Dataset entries
________________

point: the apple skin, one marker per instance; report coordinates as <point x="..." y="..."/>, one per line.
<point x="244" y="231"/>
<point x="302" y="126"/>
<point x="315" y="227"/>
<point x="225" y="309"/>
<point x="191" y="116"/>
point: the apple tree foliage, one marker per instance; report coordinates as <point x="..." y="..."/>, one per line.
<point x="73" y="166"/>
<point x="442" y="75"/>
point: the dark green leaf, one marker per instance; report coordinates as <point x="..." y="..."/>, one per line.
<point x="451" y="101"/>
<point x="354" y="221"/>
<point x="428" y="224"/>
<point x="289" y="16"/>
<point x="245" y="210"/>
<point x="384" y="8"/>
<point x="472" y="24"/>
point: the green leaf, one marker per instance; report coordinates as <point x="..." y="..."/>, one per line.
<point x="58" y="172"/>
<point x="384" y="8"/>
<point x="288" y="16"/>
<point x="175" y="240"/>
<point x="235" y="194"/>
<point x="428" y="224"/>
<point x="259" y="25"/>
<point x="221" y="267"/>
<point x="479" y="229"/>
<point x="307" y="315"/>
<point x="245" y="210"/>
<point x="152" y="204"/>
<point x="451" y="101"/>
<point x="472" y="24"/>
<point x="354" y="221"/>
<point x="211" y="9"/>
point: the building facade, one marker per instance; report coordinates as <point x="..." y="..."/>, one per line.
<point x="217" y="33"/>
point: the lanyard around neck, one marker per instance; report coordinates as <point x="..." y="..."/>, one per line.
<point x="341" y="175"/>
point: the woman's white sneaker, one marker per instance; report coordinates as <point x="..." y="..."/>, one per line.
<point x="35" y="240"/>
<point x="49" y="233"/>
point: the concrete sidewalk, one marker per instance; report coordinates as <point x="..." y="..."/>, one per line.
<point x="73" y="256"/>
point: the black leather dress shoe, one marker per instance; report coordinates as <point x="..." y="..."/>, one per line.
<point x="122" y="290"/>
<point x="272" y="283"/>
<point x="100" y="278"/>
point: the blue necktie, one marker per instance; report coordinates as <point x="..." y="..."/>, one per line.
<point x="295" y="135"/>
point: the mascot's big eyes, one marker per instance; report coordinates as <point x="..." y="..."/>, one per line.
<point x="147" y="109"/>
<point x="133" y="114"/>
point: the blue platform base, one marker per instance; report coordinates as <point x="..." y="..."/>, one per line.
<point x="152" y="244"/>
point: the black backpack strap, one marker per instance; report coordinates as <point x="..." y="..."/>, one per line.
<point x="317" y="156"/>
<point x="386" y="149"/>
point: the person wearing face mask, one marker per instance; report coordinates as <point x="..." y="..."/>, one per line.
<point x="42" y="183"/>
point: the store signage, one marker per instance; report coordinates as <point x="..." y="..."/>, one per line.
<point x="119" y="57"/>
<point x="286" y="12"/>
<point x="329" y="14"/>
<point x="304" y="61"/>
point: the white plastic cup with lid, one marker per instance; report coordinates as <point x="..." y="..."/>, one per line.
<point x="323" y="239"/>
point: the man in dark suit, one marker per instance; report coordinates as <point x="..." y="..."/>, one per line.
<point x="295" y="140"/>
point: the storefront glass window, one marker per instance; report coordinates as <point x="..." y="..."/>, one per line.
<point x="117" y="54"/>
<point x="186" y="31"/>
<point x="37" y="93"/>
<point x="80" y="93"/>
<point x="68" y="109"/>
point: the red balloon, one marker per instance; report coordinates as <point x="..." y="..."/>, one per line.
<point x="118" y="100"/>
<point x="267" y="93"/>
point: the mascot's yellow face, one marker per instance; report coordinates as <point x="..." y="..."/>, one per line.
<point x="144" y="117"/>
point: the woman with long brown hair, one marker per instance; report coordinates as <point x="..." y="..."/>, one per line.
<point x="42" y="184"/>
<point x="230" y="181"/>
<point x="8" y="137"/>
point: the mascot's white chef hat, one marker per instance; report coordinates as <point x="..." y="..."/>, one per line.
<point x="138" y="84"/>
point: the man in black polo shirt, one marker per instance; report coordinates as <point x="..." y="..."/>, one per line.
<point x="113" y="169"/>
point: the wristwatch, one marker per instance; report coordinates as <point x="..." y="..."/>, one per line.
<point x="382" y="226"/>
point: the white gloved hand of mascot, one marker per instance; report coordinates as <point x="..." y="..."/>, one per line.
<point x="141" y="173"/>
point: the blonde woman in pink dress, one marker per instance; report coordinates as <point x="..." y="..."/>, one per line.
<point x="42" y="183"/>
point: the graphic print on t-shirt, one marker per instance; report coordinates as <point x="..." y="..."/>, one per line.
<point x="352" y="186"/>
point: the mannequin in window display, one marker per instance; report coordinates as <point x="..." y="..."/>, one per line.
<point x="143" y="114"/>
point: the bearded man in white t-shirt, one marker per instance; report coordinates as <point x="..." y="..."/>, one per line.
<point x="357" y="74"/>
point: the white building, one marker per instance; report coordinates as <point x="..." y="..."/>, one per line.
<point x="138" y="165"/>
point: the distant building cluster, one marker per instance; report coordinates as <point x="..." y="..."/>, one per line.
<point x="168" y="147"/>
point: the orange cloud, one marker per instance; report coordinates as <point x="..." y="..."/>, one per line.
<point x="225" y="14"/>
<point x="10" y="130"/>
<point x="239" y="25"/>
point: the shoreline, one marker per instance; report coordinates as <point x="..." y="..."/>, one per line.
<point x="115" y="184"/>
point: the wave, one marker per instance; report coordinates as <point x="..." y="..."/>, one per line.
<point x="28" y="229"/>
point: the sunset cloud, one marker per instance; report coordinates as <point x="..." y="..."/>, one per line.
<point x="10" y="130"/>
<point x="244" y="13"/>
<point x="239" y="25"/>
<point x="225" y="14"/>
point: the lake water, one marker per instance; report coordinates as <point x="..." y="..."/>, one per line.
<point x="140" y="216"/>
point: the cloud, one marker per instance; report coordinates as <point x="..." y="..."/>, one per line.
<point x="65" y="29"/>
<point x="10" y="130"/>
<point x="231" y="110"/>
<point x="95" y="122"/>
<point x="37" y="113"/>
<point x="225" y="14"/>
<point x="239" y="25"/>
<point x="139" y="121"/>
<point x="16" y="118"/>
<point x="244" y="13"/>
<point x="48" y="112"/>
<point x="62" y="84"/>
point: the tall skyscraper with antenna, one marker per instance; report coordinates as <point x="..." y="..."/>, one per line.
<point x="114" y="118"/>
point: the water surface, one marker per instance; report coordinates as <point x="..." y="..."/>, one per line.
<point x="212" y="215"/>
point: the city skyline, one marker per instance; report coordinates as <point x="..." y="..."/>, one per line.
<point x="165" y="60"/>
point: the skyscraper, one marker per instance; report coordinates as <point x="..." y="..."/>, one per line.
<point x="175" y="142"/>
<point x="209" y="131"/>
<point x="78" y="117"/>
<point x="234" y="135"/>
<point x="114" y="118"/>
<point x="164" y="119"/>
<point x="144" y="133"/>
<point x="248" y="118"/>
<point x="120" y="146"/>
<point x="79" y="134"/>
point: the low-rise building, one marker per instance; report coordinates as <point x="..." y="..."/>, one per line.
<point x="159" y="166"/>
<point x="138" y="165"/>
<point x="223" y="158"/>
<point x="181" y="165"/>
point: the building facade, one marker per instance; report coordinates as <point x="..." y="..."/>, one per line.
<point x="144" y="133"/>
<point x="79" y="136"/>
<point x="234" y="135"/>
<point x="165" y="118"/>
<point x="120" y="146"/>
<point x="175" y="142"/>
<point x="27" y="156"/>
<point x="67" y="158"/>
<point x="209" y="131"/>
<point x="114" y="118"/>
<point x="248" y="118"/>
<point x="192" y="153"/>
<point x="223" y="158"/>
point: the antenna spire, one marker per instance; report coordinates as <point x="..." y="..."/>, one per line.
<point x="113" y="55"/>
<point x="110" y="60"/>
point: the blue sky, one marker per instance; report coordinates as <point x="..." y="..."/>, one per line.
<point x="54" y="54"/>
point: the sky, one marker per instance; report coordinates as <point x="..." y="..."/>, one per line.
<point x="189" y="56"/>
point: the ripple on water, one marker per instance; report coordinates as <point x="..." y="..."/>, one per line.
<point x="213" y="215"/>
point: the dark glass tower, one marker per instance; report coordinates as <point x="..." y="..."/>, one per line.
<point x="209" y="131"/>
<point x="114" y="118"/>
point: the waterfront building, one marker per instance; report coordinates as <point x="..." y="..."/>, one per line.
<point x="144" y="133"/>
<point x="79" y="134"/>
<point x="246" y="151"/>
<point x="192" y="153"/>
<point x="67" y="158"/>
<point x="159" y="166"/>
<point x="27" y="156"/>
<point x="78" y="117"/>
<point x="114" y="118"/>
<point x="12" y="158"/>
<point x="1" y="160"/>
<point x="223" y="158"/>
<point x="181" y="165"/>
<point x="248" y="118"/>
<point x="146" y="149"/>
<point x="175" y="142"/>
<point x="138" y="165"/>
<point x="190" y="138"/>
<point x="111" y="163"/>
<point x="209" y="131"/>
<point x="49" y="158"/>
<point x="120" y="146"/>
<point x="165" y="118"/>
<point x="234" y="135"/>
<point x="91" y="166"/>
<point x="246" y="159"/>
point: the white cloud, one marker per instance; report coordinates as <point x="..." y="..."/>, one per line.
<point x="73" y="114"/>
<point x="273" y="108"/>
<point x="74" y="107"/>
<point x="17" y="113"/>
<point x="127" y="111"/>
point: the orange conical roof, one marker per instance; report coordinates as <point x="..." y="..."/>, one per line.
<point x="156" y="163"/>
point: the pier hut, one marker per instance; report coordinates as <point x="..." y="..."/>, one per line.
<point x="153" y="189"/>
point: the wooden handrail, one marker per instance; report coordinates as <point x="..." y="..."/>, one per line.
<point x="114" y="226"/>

________________

» To do
Write out again, exactly, the lines from the one holding "point: the white cloud, one" through the end of the listing, with both ends included.

» Result
point: the white cloud, one marker per instance; report coordinates as <point x="..." y="..."/>, one per line.
<point x="73" y="114"/>
<point x="273" y="108"/>
<point x="74" y="107"/>
<point x="17" y="113"/>
<point x="127" y="111"/>
point: the orange conical roof, one marker per instance; report coordinates as <point x="..." y="..."/>, one per line.
<point x="156" y="163"/>
point: the pier hut, one marker per instance; report coordinates as <point x="..." y="..."/>, one per line.
<point x="153" y="189"/>
point: the wooden handrail, one marker per instance; report coordinates as <point x="..." y="..."/>, one per line.
<point x="114" y="226"/>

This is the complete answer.